--- start of TEXT BLOCK ---

If
you are like most companies, your paid search budget is one of your
largest and most important marketing line items. Knowing how to manage
that spend is critical to not only your growth, but your profitability
as well.
In
the early days of search, managing budget was easy (or so we all
thought). The Internet was the age of ROI. “Everything is trackable!”
we cried aloud with glee. My, my how times have changed. These days,
understanding your Return On Ad Spend (ROAS) is more critical and more
complicated than ever.
Fear
not, however, there are a few key guidelines you can use to help
determine the appropriate performance targets for your paid search
budget. To be clear, this list is far from exhaustive. Each industry
and each company has its own unique set of circumstances that need to be
taken into account. However, these guidelines will take you a long
ways towards maximizing one of most important investments.
Understand Incrementality
One
of the biggest keys to understanding marketing effectiveness is to get a
feel for how your various marketing programs interact with one another
and your customers. Marketing programs do not operate in silos. Email
drives affiliate sales; Paid Search drives Direct Load, etc. etc.
Knowing, or at least having a feel for what incremental sales a program
delivers is critical to knowing what spend thresholds to set.
There
are some great and free tools to use to help you determine this. You
can of course use some of the assisted metrics within Google Adwords
itself to give a basic view. This will help you see conversions that
had a paid search impression or click involved in them. This doesn’t
give the full picture, but directionally let’s you know what influence
paid search is having on other channels.
Google
Analytics is a great tool for understanding incrementality. Listed
under “Conversions/Multi-Channel Funnels” the two reports called
Assisted Conversions and Top Conversion Paths are goldmines of free
data. These tools will help you easily visualize all the marketing
programs (as long as they are tagged with Google Analytics UTM tags)
your customers are interacting with, in what order, and how many times.
You will be amazed at the actual paths your customers take to decide to
purchase from you. Who would think people would click on your paid
search ad 7 times in a row (for example) before making a sale?
Seeing
and leveraging the most popular paths will help you structure your
marketing spend appropriately. In a recent analysis I did for a
retailer, we learned that less than 20% of orders being credited to Paid
Search contained only paid search marketing. The remaining 80+%
actually registered as email, affiliates, direct load or some other
channel due to relying on last click attribution, yet those transactions
also included a paid search click at some point. This is because paid
search tends to be a program that introduces new customers to your
brand, leaving other programs to often close the sale. While you need
to be careful to not go too far the other direction and overspend,
knowing all the programs that paid search impacts helps you set budgets
accordingly and not falsely constrict other marketing channels by being
too conservative in your spend.

--- end of TEXT BLOCK ---

**TASK SET:**
1. According to the paid search budgeting article, what share of the orders credited to Paid Search in the retailer analysis contained only paid search marketing?
2. Rewrite the entries starting at the line that contains "Please indicate the ear" and ending with the last entry, substituting "image" for every "picture" and keeping everything else unchanged.

--- start of MATERIAL FOR THE TASK ---

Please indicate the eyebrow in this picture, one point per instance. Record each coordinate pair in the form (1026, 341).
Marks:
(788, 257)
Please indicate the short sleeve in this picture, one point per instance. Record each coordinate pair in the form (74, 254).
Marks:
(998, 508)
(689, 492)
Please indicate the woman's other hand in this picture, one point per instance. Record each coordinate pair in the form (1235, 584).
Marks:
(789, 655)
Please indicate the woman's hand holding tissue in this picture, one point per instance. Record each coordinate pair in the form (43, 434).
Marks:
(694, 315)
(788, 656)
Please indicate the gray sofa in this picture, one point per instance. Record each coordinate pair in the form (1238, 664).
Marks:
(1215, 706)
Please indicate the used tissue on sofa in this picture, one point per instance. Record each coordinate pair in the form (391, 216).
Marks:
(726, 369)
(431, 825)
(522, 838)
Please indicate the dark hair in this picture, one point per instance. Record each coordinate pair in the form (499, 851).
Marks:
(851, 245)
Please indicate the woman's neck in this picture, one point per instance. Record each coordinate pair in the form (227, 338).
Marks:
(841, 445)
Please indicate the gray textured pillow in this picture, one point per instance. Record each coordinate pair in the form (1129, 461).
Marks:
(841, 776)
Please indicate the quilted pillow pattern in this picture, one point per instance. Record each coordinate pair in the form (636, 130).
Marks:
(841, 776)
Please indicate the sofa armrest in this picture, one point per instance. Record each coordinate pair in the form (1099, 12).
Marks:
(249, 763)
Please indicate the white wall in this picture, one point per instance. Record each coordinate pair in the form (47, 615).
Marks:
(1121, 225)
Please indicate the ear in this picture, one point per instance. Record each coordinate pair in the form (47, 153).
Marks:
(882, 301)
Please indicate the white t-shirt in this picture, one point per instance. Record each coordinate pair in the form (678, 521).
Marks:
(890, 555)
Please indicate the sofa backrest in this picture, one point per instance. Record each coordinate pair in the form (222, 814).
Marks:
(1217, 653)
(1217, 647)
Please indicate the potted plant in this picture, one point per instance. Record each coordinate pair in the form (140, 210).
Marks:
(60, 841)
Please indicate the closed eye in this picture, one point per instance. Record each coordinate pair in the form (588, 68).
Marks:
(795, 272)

--- end of MATERIAL FOR THE TASK ---

**SOLUTIONS TO THE PROBLEMS:**
1. Less than 20% of those orders contained only paid search marketing.

2.
Please indicate the ear in this image, one point per instance. Record each coordinate pair in the form (47, 153).
Marks:
(882, 301)
Please indicate the white t-shirt in this image, one point per instance. Record each coordinate pair in the form (678, 521).
Marks:
(890, 555)
Please indicate the sofa backrest in this image, one point per instance. Record each coordinate pair in the form (222, 814).
Marks:
(1217, 653)
(1217, 647)
Please indicate the potted plant in this image, one point per instance. Record each coordinate pair in the form (140, 210).
Marks:
(60, 841)
Please indicate the closed eye in this image, one point per instance. Record each coordinate pair in the form (588, 68).
Marks:
(795, 272)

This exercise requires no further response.